▶ **THE REQUEST**
Copy the whole listing below word for word, leaving every line unchanged.
-*-*-
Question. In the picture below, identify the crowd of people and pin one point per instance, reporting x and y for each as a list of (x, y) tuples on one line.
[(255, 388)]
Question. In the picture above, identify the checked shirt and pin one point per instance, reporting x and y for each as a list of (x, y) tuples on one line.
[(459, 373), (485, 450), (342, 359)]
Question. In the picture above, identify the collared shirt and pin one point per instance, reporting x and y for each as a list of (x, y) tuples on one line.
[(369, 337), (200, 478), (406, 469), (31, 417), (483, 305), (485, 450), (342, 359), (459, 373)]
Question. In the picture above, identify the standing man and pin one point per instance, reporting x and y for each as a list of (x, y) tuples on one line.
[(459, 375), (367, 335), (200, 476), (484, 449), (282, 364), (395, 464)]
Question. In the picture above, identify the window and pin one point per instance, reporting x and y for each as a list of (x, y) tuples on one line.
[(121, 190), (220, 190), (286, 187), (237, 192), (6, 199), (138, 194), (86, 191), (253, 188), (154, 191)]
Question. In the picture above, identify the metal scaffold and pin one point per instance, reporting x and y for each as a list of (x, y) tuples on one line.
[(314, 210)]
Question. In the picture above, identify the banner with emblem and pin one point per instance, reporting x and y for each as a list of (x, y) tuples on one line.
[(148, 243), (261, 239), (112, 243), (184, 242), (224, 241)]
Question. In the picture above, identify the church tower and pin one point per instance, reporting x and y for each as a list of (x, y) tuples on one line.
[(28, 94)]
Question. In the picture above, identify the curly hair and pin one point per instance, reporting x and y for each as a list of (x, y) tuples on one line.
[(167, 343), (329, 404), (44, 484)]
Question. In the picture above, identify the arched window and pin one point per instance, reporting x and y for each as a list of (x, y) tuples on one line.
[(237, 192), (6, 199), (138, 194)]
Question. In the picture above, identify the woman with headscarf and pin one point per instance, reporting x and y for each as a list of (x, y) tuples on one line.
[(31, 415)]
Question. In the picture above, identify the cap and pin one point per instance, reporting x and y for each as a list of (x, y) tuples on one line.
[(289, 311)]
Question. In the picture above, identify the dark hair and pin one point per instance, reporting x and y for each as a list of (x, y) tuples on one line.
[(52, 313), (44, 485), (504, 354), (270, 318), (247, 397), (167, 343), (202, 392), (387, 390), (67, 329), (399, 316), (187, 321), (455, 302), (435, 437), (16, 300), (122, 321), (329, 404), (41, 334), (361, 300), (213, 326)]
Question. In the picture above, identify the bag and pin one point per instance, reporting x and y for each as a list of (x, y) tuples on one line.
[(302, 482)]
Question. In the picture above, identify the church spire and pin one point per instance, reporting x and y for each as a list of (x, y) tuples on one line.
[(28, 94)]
-*-*-
▶ **EXERCISE ANSWER**
Question. In the picture below, identify the crowd of people and pin one point per instance, reporting x and y for each as a list of (x, y) tuples on one line.
[(255, 388)]
Question. In the picture above, identify the checked shirt and pin one point per instance, reporting x and y for each as a list of (x, y) tuples on one line.
[(459, 373), (485, 450), (342, 359)]
Question. In the picture above, identify the collared shirt and pin one point per instance, reporting x and y for each as a list of (x, y) tuples on one line.
[(369, 337), (200, 478), (406, 469), (31, 417), (483, 305), (485, 450), (342, 359), (459, 373)]
Question. In the picture above, identify the standing man and pin one point per instance, reporting x and y for each as a list of (x, y) tuples on one line.
[(459, 375), (367, 335), (200, 476), (484, 449), (282, 364), (395, 464)]
Question. In the picture above, identify the window and pin one point per instance, reporting x and y for each as a list of (x, y) tuples on one line.
[(121, 190), (220, 190), (286, 187), (237, 192), (6, 199), (138, 194), (86, 191), (253, 188), (154, 191)]
Question. In the picture above, identify the metal scaffold and pin one point per instance, reporting x and y for each as a list of (x, y) tuples on one line.
[(314, 210)]
Question. In the picture above, identify the banner with emblem and pin one point per instance, reporting x and y for each as a list of (x, y) tuples on one line.
[(148, 243), (261, 239), (112, 243), (184, 242), (224, 241)]
Question. In the picture above, identify the church tower and pin one point per instance, reporting x and y for each as a list of (x, y) tuples on one line.
[(28, 94)]
Question. In the picture above, identify the curly hair and pin one point per instance, reporting x and y for each as a list of (x, y) tuples on one line.
[(167, 343), (329, 404), (44, 484)]
Question. In the picture above, identify the arched window and pin one point per instance, reporting x and y for each as a list of (x, y) tuples on one line.
[(237, 192), (6, 199), (138, 194)]
Question. In the picture above, identify the woman with headscarf and pin one point per instance, reporting x and y for each as a list of (x, y) tuples on one line.
[(31, 415)]
Question. In the picture above, identify the cap and pin one point per instance, reporting x and y for each as a list of (x, y) tuples on one line.
[(289, 311)]
Question. In the picture above, identify the dark hair and pin one point per instance, reporting x and y for each as a list of (x, y) tuples on one line.
[(52, 313), (44, 485), (504, 354), (270, 318), (247, 397), (167, 343), (202, 392), (387, 390), (67, 329), (399, 316), (187, 321), (455, 302), (435, 437), (16, 300), (122, 321), (329, 404), (41, 334), (361, 300), (213, 326)]
Question. In the picture above, identify the bag and pin one point per instance, reporting x and y for each as a list of (x, y) tuples on one line.
[(302, 482)]
Question. In the picture above, identify the church spire and pin one point per instance, reporting x and y for each as a list of (x, y) tuples on one line.
[(28, 94)]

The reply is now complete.